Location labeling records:
"""
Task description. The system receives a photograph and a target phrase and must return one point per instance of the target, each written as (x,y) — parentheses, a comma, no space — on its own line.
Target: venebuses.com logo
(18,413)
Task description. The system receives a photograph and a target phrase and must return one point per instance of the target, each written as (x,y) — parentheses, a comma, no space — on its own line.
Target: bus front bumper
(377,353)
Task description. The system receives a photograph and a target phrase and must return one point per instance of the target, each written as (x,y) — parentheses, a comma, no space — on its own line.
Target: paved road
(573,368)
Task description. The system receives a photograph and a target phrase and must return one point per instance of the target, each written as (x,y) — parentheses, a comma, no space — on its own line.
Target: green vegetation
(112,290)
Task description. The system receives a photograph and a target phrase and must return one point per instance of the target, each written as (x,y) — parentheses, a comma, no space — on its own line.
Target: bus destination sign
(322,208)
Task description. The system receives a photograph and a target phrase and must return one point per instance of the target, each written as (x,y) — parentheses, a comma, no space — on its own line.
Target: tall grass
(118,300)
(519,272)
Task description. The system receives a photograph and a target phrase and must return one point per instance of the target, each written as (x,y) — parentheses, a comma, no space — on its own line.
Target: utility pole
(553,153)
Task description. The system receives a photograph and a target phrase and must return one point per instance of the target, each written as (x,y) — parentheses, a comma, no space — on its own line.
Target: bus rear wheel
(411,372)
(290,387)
"""
* TO DO *
Write the lines of these records as a JSON list of strings, one string per line, with blank lines omitted.

* ANSWER TO THE EXERCISE *
[
  "Task description. The system receives a photograph and a target phrase and must return one point per instance of the target, each written as (x,y) — parentheses, a comma, no space — on its own line.",
  "Target: venebuses.com logo",
  "(18,413)",
  "Task description. The system receives a photograph and a target phrase and must return one point per instance of the target, each written as (x,y) — parentheses, a comma, no space — on its own line.",
  "Target: bus front bumper",
  "(377,353)",
  "Task description. The system receives a photograph and a target phrase and must return one point per instance of the target, each written as (x,y) — parentheses, a comma, no space — on its own line.",
  "Target: paved road",
  "(573,368)",
  "Task description. The system receives a photograph and a target phrase and must return one point per instance of the target, each written as (x,y) — parentheses, a comma, no space — on its own line.",
  "Target: green vegetation",
  "(112,290)",
  "Task description. The system receives a photograph and a target phrase and must return one point per instance of the target, each written as (x,y) — parentheses, a comma, no space — on its own line.",
  "Target: bus destination sign",
  "(322,208)",
  "Task description. The system receives a photograph and a target phrase and must return one point per instance of the target, each written as (x,y) — parentheses, a comma, no space — on its own line.",
  "Target: tall grass",
  "(118,300)",
  "(519,272)",
  "Task description. The system receives a photograph and a target phrase and must return one point per instance of the target, each written as (x,y) — parentheses, a comma, no space — on its own line.",
  "Target: utility pole",
  "(553,153)",
  "Task description. The system receives a photograph and a target phrase and must return one point per instance of the target, each written as (x,y) — parentheses, a comma, no space — on its own line.",
  "Target: bus rear wheel",
  "(411,372)",
  "(290,387)"
]